Your instructions: Pick out every line of the material that contains the word "snow" and copy each one. Match the case of the letters exactly.
— START Available data —
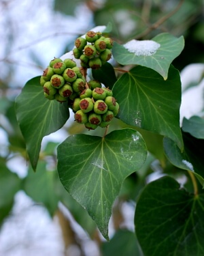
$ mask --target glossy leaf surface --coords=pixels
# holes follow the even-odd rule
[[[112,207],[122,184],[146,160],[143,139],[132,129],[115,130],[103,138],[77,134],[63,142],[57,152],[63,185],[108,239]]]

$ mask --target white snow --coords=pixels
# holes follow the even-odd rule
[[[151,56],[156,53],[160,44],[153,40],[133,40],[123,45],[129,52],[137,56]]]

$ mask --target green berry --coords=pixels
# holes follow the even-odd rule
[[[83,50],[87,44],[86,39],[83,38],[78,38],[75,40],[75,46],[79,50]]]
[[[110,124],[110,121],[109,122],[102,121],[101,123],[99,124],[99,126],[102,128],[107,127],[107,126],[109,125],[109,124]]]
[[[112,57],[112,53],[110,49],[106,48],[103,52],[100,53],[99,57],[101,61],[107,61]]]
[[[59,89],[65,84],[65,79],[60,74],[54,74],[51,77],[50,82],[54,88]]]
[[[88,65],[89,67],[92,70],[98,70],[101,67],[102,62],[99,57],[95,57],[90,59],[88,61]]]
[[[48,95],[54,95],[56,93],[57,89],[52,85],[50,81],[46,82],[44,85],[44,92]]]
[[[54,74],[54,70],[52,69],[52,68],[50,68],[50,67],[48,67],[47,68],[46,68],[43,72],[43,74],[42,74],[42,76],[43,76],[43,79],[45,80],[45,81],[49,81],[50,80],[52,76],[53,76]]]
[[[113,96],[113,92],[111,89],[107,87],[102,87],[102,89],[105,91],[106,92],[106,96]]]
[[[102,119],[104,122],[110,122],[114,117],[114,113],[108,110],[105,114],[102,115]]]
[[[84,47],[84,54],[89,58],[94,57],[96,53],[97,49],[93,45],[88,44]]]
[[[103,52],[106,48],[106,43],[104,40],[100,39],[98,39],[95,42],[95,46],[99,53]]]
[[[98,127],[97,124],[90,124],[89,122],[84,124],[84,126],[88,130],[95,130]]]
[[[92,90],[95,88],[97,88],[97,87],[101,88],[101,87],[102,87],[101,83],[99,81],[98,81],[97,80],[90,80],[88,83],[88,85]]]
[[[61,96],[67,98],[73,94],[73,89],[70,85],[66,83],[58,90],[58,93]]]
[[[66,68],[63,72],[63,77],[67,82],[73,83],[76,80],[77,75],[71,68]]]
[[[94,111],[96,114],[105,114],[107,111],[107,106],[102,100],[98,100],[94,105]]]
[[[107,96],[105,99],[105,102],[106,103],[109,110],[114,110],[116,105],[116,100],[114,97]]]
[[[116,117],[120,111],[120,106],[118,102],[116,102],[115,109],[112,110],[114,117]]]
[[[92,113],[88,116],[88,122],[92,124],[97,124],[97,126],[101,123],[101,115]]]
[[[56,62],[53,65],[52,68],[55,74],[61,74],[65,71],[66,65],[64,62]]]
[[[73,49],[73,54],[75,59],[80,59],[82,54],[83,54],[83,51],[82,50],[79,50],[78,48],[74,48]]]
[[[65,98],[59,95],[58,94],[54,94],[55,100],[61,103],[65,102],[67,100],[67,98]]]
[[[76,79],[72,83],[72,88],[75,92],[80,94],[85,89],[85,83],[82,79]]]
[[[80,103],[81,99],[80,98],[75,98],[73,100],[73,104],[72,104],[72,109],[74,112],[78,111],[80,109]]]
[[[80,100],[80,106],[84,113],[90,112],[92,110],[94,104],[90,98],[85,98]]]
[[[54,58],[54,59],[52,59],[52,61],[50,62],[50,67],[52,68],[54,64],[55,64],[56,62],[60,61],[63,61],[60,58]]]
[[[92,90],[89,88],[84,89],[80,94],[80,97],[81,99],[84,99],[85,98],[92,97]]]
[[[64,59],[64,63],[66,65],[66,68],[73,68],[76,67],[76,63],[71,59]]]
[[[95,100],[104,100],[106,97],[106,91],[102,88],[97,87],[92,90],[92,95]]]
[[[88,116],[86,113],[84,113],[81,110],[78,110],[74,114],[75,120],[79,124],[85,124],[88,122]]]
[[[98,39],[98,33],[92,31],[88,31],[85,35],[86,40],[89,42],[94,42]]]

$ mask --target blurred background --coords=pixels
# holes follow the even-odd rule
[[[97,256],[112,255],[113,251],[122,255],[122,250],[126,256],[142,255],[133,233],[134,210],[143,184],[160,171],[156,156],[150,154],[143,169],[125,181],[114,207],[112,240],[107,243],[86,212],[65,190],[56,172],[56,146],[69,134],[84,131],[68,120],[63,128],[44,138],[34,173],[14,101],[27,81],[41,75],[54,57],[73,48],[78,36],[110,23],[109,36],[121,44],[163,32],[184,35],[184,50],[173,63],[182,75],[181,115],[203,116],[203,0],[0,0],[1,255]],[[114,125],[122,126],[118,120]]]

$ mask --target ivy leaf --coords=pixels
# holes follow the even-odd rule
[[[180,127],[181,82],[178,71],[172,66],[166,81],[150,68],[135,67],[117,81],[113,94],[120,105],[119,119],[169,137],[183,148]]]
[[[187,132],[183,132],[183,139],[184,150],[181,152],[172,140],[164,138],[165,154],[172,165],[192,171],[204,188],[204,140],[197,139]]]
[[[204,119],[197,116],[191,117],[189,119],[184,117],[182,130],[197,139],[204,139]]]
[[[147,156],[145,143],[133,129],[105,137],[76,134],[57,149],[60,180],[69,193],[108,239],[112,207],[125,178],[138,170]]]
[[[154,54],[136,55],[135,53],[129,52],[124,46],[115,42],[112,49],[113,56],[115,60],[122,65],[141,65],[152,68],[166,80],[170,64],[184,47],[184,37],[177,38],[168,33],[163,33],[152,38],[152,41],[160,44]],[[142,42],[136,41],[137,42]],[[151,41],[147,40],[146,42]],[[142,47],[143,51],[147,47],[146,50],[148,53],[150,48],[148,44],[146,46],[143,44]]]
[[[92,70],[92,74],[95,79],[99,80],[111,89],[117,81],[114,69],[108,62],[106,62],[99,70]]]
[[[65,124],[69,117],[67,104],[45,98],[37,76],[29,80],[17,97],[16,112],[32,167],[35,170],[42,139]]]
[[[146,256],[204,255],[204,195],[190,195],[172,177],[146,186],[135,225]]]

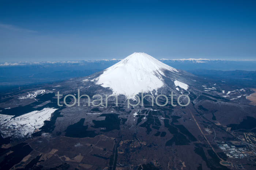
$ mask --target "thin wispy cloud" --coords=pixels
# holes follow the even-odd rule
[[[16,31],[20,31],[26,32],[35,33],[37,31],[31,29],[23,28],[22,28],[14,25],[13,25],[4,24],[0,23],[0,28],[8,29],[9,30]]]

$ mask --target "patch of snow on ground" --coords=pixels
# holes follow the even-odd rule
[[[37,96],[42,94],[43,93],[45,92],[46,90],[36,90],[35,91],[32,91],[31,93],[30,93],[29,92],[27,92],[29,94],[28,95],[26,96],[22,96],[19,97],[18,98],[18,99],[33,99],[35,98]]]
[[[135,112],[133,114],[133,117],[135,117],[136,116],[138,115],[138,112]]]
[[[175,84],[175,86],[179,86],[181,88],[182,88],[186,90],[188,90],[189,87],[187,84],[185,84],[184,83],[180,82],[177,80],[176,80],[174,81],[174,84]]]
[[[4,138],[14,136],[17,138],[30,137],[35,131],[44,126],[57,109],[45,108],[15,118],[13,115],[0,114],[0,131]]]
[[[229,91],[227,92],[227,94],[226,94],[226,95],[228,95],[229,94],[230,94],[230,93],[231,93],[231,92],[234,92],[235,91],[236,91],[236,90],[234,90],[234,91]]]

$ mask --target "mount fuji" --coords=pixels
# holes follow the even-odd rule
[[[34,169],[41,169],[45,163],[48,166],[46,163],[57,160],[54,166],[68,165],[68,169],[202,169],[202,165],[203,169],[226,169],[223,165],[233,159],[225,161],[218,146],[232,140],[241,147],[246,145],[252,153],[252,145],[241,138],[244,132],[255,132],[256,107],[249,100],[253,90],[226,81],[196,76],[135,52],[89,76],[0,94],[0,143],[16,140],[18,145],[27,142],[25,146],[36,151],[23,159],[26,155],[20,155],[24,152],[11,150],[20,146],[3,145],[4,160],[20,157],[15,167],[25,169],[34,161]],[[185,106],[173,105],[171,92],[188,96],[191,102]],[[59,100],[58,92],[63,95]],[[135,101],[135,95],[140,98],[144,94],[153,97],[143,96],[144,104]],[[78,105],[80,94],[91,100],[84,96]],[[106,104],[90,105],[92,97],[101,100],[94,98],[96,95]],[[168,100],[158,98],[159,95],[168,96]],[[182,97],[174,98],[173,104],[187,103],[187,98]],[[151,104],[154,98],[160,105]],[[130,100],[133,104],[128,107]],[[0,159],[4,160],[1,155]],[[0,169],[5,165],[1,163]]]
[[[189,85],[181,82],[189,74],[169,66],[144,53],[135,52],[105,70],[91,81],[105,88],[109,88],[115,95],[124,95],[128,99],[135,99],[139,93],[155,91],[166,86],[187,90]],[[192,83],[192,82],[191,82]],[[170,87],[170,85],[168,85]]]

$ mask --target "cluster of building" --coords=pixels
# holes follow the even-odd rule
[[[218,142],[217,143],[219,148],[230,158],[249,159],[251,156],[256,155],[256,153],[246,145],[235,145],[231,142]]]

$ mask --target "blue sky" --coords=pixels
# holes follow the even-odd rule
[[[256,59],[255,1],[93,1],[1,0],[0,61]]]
— END Available data —
Task result:
$ mask --target white snow --coords=pixels
$ mask --target "patch of snow on ground" --coords=pixels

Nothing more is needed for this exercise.